• What you should do:
Arrange the records below as a Markdown table with the columns "No." and "Line," one row per line, from the line containing "Mark the blue jeans" through the end of the records, with blank lines omitted.

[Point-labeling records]

※

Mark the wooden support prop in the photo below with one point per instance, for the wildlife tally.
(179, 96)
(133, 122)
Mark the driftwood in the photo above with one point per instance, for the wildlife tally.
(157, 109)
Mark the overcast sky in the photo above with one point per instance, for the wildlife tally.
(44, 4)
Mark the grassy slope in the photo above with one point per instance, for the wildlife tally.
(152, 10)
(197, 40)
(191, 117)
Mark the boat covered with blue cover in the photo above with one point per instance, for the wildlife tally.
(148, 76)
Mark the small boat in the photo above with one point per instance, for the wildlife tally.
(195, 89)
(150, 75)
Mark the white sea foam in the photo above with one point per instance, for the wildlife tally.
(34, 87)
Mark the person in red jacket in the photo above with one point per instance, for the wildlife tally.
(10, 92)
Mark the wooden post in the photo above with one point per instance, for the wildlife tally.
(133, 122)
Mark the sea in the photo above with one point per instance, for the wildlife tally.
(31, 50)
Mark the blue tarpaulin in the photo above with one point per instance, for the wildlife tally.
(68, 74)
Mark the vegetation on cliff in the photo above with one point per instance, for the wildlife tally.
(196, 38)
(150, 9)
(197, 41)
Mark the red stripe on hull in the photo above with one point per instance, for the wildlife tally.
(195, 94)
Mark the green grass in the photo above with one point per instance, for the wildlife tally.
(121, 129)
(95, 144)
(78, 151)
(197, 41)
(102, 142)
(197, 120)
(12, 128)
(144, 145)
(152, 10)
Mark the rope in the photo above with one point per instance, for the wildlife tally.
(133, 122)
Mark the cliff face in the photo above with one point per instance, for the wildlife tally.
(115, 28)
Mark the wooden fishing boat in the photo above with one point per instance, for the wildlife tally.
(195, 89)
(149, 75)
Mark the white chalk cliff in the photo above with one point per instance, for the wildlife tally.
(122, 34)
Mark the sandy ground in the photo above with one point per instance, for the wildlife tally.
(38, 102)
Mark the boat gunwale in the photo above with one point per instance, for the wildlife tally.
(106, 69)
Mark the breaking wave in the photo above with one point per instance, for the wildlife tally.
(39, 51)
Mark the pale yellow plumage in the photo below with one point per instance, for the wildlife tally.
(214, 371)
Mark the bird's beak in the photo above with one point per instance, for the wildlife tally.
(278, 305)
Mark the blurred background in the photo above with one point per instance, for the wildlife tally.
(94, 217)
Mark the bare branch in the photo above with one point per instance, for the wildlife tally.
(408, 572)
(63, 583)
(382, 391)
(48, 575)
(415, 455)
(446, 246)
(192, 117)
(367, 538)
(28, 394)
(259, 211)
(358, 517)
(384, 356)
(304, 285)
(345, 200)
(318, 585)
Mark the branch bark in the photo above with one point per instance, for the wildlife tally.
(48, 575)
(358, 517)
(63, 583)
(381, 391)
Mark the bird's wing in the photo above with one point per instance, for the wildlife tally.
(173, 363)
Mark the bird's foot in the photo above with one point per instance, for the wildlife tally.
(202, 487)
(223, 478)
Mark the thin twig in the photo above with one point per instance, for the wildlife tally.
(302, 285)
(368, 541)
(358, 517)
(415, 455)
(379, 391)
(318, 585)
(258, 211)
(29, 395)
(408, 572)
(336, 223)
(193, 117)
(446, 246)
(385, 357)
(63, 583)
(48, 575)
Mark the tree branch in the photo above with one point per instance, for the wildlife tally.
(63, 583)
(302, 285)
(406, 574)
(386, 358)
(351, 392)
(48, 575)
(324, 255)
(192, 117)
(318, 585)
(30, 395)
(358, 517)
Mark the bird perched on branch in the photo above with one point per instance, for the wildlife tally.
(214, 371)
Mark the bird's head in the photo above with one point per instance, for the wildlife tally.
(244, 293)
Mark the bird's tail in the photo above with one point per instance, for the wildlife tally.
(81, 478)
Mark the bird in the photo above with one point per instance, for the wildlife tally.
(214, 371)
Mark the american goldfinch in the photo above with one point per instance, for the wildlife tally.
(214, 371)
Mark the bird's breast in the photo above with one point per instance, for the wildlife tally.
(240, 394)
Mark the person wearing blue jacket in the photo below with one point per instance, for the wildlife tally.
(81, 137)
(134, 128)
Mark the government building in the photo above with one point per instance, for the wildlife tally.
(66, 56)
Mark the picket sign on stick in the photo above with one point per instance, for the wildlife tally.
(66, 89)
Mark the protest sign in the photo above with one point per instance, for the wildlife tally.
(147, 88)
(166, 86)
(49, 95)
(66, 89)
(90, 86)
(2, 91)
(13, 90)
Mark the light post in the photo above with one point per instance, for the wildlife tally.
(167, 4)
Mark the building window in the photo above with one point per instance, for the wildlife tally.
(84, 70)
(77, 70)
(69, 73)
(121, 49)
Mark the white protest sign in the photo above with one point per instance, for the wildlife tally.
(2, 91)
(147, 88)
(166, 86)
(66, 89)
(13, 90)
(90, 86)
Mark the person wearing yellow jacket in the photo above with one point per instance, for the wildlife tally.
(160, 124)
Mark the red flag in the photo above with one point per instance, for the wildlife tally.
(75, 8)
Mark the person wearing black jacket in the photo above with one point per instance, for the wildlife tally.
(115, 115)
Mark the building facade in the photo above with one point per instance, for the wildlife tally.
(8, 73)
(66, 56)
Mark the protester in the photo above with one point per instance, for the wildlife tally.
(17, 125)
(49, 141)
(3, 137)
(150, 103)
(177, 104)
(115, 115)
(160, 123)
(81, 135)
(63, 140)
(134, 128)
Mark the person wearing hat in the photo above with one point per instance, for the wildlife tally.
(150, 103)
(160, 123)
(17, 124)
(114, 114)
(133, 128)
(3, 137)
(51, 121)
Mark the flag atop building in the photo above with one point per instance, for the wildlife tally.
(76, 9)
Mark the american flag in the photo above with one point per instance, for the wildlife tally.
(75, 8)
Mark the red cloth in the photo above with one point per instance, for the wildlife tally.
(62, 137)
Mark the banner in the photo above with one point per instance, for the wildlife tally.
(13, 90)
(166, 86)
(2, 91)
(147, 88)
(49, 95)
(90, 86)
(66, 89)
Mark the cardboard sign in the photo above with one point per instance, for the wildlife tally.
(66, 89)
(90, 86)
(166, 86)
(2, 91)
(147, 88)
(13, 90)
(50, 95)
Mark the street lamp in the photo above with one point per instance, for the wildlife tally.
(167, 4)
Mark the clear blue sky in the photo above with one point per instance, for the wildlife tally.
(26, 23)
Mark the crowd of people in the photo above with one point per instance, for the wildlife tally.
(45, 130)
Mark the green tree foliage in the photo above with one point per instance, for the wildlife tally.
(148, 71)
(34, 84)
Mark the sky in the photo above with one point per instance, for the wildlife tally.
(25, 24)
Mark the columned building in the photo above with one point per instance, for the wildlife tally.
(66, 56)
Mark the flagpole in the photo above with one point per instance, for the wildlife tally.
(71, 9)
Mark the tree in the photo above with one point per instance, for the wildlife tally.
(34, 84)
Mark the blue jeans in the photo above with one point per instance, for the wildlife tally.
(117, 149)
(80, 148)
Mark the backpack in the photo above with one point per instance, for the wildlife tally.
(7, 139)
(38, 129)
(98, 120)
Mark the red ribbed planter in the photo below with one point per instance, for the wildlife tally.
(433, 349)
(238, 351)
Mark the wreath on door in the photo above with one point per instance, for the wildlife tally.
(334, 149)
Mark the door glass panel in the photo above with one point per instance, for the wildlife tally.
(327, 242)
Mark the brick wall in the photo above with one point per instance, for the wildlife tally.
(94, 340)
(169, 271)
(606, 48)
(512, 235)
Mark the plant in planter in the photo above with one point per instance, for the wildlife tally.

※

• Finished task:
| No. | Line |
|---|---|
| 1 | Mark the blue jeans in the photo above with one point per instance, for the wildlife tally. |
| 2 | (117, 149) |
| 3 | (80, 148) |
| 4 | Mark the backpack in the photo above with one point per instance, for the wildlife tally. |
| 5 | (7, 139) |
| 6 | (38, 129) |
| 7 | (98, 120) |
| 8 | Mark the red ribbed planter in the photo below with one point per instance, for the wildlife tally. |
| 9 | (433, 349) |
| 10 | (238, 351) |
| 11 | Mark the wreath on door in the photo above with one point per instance, for the wildlife tally. |
| 12 | (334, 149) |
| 13 | Mark the door glass panel in the photo above with one point per instance, for the wildlife tally. |
| 14 | (327, 242) |
| 15 | Mark the brick wall in the photo above with one point per instance, for the wildlife tally. |
| 16 | (94, 340) |
| 17 | (169, 271) |
| 18 | (606, 48) |
| 19 | (512, 235) |
| 20 | Mark the plant in planter in the photo above with one point per instance, for the wildlife tally. |